**Estratto**:

============================================================

Materiali: tessuti di cotone m. 3.500 x 1,5; sabbia: m. cubi 6, orchidee
Suono: CD-ROM con registrazione ideata per l’evento

Dimensioni:
Ovale di Michelangelo, m. 60 x 45

Il 7 Marzo 2003 Maria Dompè è invitata dagli Assessorati per le Politiche Culturali e le Pari Opportunità del Comune di Roma a realizzare un’opera site-specific in Piazza del Campidoglio. L’installazione coinvolge l’intero contesto, ad iniziare dalla gradinata che si attaglia al profilo scosceso del colle. Il percorso ascensionale favorisce, infatti, un’esperienza catartica, di autentica riconciliazione con se stessi.
Nel fulcro della vita civile, Maria Dompè allestisce un intervento di straordinario impatto sensoriale, che catapulta il fruitore in una dimensione lucidamente onirica e pregna di significato: “…Fragranze, colori, profumi, suoni che richiamano la terra di Amina in un grande mandala della pace”. Migliaia di orchidee, deposte sulla sabbia come un’offerta votiva, scandiscono il perimetro ovale della piazza. La loro morfologia è simbolo di femminilità, valore che si è invitati a celebrare in occasione della Festa della Donna. Tuttavia, l’evento non si tinge dei toni mondani dell’happening, fenomeno commerciale e mediatico. Al contrario, la cerimonia ispira la sacralità del rito, che richiede una partecipazione composta e dignitosa. L’opera è dedicata ad Amina Lawal, la donna nigeriana ingiustamente condannata alla pena capitale per lapidazione dal tribunale del suo Paese. Capo d’accusa: l’adulterio, invocato come giustificazione plausibile e materializzato nella prova in carne ed ossa di Wasila, la bimba frutto del peccato; un terribile memento mori che grava sul capo della condannata, in attesa dell’esecuzione rinviata al gennaio 2004, quando la piccola non avrà più bisogno del latte materno.
Con la sua inconfondibile delicatezza, Maria Dompè cosparge la terra di fiori, antidoto alle pietre usate per la sharia. I profumi sparsi nell’aria sono uno stimolo alla memoria olfattiva, a non narcotizzarla con la chimica di odori artificiali. Il suono si diffonde nello spazio, stimolando l’intensa partecipazione emotiva del pubblico. I tessuti di cotone disegnano una tarsia policroma nel sagrato michelangiolesco, suggerendo l’idea dell’intreccio, della confluenza nella piazza, ombelico del mondo e teatro delle diversità.
L’appello lanciato dal cuore della città eterna, crocevia di culture e culla del diritto, risuona nella coscienza collettiva come un messaggio di pace e tolleranza. La donna nigeriana è, inoltre, testimonial d’eccezione in un momento critico della storia internazionale, accecata dalla follia della guerra. Il suo destino personale si raccorda con quello dell’umanità, stimolando una straordinaria gara di solidarietà, premiata dalla liberazione di Amina il 26 settembre 2003.

============================================================

**Richiesta a**: Raccogli tutte le righe che contengono la stringa "boat", tenendo conto di maiuscole e minuscole.
Le righe non hanno alcun legame con l'estratto.

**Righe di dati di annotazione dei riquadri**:
============================================================

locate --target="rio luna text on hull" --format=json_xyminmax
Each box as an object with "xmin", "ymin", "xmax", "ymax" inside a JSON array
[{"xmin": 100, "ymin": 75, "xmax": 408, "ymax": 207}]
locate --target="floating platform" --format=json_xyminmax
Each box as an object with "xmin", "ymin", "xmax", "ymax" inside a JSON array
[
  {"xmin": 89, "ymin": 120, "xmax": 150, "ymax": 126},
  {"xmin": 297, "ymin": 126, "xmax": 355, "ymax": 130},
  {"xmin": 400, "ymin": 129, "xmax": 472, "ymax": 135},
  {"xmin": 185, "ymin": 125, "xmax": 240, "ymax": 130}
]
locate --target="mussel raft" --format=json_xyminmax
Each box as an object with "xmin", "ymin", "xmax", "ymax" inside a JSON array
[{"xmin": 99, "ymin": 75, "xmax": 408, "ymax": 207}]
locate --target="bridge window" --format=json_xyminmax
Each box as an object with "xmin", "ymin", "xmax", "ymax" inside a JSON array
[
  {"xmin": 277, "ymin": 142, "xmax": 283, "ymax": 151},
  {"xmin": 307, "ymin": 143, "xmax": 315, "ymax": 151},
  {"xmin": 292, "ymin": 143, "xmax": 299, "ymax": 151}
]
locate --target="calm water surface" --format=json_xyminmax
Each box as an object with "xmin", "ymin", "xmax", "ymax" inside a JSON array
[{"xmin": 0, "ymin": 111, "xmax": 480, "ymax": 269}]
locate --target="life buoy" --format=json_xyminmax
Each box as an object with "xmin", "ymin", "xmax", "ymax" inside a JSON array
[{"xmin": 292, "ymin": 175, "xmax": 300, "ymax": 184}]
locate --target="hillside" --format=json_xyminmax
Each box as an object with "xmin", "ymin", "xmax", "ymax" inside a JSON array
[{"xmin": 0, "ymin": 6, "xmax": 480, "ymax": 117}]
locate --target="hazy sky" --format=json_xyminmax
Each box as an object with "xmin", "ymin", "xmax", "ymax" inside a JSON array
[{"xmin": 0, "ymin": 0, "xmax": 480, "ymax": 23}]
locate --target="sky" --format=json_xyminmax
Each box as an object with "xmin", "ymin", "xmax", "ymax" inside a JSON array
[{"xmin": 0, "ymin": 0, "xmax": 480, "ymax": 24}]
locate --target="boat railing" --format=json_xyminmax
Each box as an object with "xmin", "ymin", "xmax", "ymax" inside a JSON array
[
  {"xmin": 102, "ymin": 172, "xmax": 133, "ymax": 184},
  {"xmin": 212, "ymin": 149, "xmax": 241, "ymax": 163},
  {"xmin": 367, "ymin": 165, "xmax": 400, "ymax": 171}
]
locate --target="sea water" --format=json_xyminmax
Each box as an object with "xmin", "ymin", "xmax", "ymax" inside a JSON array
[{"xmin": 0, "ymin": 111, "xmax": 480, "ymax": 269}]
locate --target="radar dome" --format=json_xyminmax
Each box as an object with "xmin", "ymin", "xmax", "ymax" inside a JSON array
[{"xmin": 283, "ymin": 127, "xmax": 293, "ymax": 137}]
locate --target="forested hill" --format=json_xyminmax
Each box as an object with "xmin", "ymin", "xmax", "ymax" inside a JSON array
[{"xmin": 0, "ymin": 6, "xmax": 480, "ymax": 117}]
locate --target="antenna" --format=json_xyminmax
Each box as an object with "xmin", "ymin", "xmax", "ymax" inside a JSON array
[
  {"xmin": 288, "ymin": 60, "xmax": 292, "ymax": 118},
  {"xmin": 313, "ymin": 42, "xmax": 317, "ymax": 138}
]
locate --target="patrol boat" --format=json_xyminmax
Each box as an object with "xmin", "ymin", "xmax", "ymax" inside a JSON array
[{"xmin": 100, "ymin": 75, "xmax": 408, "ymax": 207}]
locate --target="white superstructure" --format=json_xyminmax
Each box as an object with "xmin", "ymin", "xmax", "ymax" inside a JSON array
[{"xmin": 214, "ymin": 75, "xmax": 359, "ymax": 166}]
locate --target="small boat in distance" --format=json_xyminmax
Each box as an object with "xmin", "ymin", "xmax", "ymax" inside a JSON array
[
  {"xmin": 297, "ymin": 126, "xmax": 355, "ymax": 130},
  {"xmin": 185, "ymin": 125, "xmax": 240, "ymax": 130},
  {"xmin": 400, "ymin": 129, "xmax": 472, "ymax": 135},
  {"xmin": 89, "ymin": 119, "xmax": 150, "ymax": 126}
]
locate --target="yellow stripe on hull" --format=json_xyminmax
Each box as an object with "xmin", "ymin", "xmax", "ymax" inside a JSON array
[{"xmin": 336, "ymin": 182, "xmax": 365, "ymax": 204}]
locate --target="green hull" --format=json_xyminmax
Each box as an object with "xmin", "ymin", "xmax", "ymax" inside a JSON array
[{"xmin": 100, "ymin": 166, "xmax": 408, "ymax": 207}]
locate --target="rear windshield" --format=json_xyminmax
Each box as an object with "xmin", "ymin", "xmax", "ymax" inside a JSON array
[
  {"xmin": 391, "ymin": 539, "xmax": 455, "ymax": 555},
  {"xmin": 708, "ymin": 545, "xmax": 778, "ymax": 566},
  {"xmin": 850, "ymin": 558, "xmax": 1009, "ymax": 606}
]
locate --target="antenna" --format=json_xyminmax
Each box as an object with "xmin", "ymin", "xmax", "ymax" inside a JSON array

============================================================

**Richiesta b**: Secondo l'estratto, in che data è stata liberata Amina?

**Risultato a**:
locate --target="boat railing" --format=json_xyminmax
locate --target="patrol boat" --format=json_xyminmax
locate --target="small boat in distance" --format=json_xyminmax

**Risultato b**: Il 26 settembre 2003.